• Job:
Reproduce every entry below word for word, omitting the pictures.

• Data section:
——————

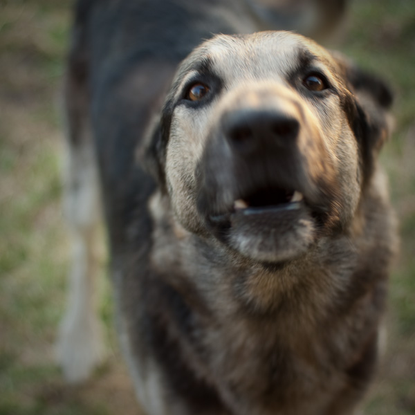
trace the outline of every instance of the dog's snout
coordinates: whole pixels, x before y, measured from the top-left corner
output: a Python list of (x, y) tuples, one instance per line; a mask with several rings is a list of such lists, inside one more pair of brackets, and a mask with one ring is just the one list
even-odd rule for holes
[(299, 123), (280, 113), (243, 111), (228, 117), (225, 129), (231, 146), (249, 153), (261, 147), (290, 146), (298, 136)]

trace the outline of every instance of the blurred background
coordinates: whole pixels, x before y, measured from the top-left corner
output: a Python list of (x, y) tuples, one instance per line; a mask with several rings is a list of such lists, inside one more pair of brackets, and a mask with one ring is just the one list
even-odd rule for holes
[[(77, 387), (65, 384), (54, 362), (71, 253), (60, 201), (59, 91), (72, 3), (0, 0), (0, 415), (138, 411), (112, 328), (104, 243), (100, 312), (109, 358)], [(396, 95), (395, 133), (381, 158), (401, 249), (387, 347), (364, 413), (415, 414), (415, 1), (354, 0), (345, 26), (335, 47)]]

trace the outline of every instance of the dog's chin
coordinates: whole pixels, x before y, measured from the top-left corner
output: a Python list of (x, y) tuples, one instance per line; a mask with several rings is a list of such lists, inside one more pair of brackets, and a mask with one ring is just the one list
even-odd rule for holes
[(315, 236), (315, 221), (304, 202), (277, 206), (243, 207), (212, 215), (211, 229), (243, 256), (264, 263), (281, 263), (304, 255)]

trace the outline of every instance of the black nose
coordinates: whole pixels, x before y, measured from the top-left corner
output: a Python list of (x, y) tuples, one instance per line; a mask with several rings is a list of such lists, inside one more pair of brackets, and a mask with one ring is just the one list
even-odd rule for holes
[(257, 150), (292, 147), (299, 123), (295, 118), (277, 112), (238, 111), (228, 115), (223, 128), (232, 147), (248, 154)]

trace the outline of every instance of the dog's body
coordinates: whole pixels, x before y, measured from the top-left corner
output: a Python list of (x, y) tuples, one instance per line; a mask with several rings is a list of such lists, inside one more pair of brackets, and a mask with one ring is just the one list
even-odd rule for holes
[(264, 28), (243, 4), (79, 3), (66, 84), (78, 245), (61, 360), (77, 380), (102, 353), (84, 282), (96, 151), (119, 335), (145, 412), (351, 414), (394, 251), (376, 161), (391, 98), (299, 35), (221, 35), (181, 64), (155, 118), (201, 39)]

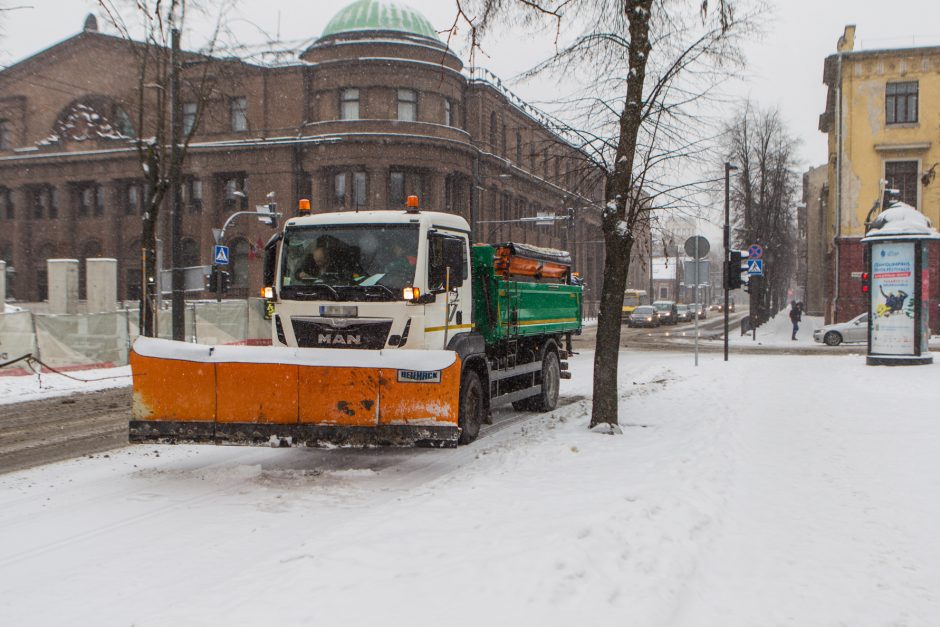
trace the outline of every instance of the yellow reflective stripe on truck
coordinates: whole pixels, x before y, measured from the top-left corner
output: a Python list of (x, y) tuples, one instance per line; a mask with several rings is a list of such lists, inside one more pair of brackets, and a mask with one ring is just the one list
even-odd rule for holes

——————

• The answer:
trace the outline of every instance of the dog's snout
coordinates: whole pixels, x before y, measured from the top-left corner
output: a Python list of (x, y) tuples, one instance per line; a mask with several rings is a list of such lists, inside one more pair of brackets, and a mask with one ring is just the one list
even-odd rule for holes
[(299, 123), (280, 113), (243, 111), (228, 117), (225, 129), (231, 146), (249, 153), (261, 147), (290, 146), (298, 136)]

trace the outline of every instance of the blurred background
coordinates: whole pixels, x before y, measured from the top-left corner
output: a Python list of (x, y) tuples, one instance per line; a mask with several rings is a list of such lists, inside one more pair of brackets, and a mask with one ring is just the one list
even-odd rule for holes
[[(77, 387), (65, 384), (54, 362), (71, 253), (60, 201), (59, 91), (72, 3), (0, 0), (0, 415), (138, 411), (112, 328), (104, 243), (100, 312), (109, 358)], [(396, 95), (395, 133), (381, 158), (401, 249), (387, 347), (364, 413), (415, 414), (415, 1), (354, 0), (345, 26), (335, 47)]]

trace the outline of every instance of the dog's chin
coordinates: whole pixels, x before y, measured from the top-left corner
output: a Python list of (x, y) tuples, one instance per line; a mask with several rings is a list of such lists, inside one more pair of brackets, and a mask with one ring is just the one list
even-odd rule for holes
[(315, 236), (315, 221), (304, 202), (277, 206), (243, 207), (212, 215), (211, 229), (243, 256), (264, 263), (281, 263), (304, 255)]

trace the outline of every instance of the black nose
coordinates: whole pixels, x before y, measured from the top-left corner
output: a Python list of (x, y) tuples, one instance per line; a mask with several rings is a list of such lists, inside one more pair of brackets, and a mask with one ring is just the one list
even-odd rule for holes
[(257, 150), (292, 147), (299, 123), (295, 118), (277, 112), (238, 111), (228, 115), (223, 128), (232, 147), (248, 154)]

trace the outline of every instance of the dog's body
coordinates: whole pixels, x before y, measured from the top-left corner
output: a Python list of (x, y) tuples, one instance per line; a mask with several rings is a list of such lists, inside one more pair of brackets, and a mask with one ring is just the one list
even-odd rule for holes
[(264, 28), (243, 4), (79, 3), (66, 84), (78, 245), (61, 360), (77, 380), (102, 353), (84, 282), (96, 151), (119, 335), (145, 412), (351, 414), (394, 251), (376, 161), (391, 98), (299, 35), (221, 35), (181, 64), (155, 118), (201, 39)]

trace the outline of every instance of the yellow reflective stripe on truck
coordinates: whole pixels, x before y, measured from the top-left corner
output: a Python list of (x, y) tuples, one instance per line; a mask with several rings is a list of such lists, inside one more pair of brackets, and a mask with one ring is just the one list
even-odd rule for holes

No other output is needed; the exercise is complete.